STATED PROBLEM: Please reproduce everything from the start of the entries down to the line containing "[229,33,487,59]", both ends included, with the other lines left as they are. Scale every bounding-box coordinate in the answers by 2.1 and round to whole numbers, halves up.

TASK DATA:
++++

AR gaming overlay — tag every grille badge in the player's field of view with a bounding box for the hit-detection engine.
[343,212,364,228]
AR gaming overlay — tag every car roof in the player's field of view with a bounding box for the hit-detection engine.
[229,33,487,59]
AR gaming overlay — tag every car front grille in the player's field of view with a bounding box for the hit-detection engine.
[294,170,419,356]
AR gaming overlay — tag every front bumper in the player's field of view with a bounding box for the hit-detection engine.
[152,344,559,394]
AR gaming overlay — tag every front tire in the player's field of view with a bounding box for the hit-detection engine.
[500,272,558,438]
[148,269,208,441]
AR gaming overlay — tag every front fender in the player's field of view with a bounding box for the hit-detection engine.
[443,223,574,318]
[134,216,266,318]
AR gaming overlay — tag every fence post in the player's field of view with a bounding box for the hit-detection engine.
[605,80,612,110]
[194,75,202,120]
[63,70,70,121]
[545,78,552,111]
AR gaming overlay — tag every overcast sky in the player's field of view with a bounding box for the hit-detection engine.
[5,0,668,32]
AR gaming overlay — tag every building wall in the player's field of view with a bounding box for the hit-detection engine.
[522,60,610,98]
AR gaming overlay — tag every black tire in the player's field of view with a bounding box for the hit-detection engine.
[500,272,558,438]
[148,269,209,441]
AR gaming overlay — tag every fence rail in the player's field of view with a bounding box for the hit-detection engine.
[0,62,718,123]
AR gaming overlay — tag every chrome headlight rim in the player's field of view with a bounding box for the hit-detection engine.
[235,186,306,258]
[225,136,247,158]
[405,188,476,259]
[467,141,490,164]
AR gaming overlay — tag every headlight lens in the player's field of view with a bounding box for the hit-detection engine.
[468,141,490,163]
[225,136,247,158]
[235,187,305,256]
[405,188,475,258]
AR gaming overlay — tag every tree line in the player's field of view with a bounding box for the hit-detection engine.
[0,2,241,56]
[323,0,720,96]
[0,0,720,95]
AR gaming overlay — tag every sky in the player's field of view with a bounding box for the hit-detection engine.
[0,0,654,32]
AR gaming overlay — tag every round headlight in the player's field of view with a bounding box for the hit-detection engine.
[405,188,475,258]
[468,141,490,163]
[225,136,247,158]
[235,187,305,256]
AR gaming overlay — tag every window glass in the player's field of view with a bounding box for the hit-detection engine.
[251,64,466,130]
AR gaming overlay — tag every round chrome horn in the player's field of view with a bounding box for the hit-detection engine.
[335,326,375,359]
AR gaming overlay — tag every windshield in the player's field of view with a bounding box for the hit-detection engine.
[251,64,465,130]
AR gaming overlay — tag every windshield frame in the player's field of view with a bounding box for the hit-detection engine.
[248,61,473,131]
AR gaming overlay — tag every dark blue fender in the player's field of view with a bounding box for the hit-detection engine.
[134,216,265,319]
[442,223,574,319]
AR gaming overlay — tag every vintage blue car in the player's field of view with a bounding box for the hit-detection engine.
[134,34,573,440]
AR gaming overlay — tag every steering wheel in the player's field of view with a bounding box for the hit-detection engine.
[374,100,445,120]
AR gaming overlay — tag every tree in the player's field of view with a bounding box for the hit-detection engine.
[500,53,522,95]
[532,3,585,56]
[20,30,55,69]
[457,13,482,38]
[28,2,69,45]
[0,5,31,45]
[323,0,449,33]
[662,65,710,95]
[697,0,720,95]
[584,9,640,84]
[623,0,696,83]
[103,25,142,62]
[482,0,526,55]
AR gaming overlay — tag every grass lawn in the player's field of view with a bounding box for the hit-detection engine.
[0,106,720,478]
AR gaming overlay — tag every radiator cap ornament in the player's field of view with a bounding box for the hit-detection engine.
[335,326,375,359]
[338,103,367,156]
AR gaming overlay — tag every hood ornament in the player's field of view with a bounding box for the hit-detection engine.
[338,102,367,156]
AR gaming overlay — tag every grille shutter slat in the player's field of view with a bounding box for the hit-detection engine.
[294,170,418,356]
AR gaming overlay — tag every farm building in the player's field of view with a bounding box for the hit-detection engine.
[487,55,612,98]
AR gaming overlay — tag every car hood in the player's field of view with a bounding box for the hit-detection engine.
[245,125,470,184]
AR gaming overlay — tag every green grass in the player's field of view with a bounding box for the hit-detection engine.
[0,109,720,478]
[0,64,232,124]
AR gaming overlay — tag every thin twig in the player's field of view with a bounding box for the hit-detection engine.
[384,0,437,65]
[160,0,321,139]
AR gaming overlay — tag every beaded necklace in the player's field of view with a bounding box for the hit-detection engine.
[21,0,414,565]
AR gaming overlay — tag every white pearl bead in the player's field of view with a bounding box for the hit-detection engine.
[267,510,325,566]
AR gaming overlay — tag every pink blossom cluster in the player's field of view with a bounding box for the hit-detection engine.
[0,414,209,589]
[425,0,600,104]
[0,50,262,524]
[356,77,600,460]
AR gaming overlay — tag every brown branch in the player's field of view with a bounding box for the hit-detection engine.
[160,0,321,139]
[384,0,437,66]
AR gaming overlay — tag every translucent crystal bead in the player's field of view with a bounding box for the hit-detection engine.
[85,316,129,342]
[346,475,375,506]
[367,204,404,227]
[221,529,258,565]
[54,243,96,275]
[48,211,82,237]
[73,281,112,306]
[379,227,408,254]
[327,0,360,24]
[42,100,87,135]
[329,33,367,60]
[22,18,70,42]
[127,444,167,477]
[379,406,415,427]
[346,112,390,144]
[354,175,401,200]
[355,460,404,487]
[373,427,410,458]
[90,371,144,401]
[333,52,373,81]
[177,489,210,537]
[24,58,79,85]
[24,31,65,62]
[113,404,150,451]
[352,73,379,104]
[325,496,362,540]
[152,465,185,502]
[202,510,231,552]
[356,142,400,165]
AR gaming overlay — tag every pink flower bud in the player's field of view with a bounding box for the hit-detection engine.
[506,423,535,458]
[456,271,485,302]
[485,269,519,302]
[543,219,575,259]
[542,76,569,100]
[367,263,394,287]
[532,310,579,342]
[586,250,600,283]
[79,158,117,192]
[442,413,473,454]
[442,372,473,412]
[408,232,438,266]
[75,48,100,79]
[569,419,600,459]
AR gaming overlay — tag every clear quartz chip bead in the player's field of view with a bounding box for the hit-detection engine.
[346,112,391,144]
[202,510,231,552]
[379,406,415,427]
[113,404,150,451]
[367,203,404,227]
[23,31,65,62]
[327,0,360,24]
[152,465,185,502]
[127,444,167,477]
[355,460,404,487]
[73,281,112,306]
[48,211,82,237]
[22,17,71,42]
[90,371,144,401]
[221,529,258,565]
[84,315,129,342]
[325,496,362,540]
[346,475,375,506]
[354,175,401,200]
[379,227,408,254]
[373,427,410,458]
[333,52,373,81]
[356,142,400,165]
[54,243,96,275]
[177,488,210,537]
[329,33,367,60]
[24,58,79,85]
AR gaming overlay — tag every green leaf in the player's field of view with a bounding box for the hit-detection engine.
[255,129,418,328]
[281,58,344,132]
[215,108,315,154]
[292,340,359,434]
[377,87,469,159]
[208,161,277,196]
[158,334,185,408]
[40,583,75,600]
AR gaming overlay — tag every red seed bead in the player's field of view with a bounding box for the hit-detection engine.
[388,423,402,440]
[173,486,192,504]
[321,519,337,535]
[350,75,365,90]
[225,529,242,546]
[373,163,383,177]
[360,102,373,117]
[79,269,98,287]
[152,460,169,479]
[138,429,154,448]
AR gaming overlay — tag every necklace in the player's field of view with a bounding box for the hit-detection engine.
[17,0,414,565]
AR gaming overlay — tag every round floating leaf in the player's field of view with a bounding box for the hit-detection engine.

++++

ANSWER TO THE EXERCISE:
AR gaming overlay — tag every grille badge in the player's field of view with a bounding box for the hit-detection engine.
[720,445,764,479]
AR gaming overlay — tag every car roof in the player's field of view with a bounding box for the hit-detection engine.
[481,69,1023,124]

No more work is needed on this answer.